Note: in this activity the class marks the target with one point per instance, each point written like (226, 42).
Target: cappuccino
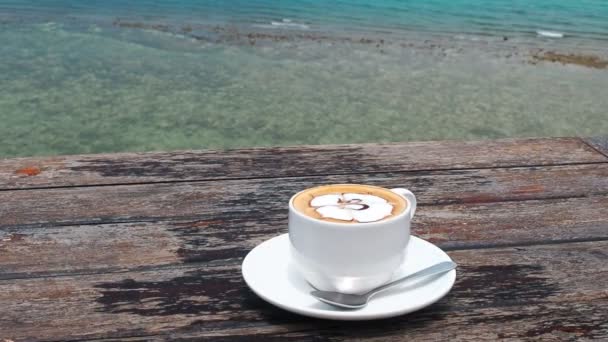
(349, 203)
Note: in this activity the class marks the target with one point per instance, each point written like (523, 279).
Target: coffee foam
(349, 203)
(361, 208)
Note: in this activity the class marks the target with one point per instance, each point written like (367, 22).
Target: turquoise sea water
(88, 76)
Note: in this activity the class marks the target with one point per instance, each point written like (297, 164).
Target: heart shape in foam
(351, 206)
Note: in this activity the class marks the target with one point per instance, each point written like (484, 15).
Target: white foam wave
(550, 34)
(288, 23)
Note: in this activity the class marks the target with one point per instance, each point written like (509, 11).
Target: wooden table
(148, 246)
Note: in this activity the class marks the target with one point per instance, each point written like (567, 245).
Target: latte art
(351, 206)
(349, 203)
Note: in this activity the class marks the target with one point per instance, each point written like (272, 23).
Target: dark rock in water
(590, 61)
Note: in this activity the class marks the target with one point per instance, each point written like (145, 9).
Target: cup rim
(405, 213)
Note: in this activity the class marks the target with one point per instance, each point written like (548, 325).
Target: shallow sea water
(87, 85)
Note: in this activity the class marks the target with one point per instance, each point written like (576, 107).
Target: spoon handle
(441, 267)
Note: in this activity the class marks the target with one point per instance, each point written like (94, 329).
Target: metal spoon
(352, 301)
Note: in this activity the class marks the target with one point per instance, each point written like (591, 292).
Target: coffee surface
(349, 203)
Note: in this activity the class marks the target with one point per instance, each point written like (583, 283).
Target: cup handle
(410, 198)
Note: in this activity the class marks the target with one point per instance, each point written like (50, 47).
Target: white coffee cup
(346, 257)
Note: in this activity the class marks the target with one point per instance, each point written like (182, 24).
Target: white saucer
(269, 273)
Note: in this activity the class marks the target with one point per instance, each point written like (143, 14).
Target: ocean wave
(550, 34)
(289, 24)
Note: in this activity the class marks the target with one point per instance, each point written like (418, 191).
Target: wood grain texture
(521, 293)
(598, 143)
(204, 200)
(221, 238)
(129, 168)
---+---
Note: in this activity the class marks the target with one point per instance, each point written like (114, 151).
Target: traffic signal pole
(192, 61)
---+---
▶ **EXERCISE INSTRUCTIONS**
A clean copy is needed of the lines in the listing above from the one with "like (226, 42)." through the one with "like (509, 11).", exact in every word and free of pictures.

▶ **EXERCISE ANSWER**
Note: in this activity the class marks the target with one point per instance, each point written like (226, 42).
Target: cappuccino
(349, 203)
Note: in this activity the class marks the target with one point per instance, each point written like (523, 279).
Target: coffee foam
(349, 203)
(361, 208)
Note: in this activity the class marks the target with one point per instance, each point written like (367, 22).
Target: turquoise sea water
(88, 76)
Note: in this activity the class marks the target with one point per instance, each point written like (297, 164).
Target: heart shape in foam
(351, 206)
Note: in this activity the class marks the target with one point per instance, each point written like (484, 15).
Target: white foam wave
(550, 34)
(288, 23)
Note: in this activity the class marks the target with one point per instance, each point written like (509, 11).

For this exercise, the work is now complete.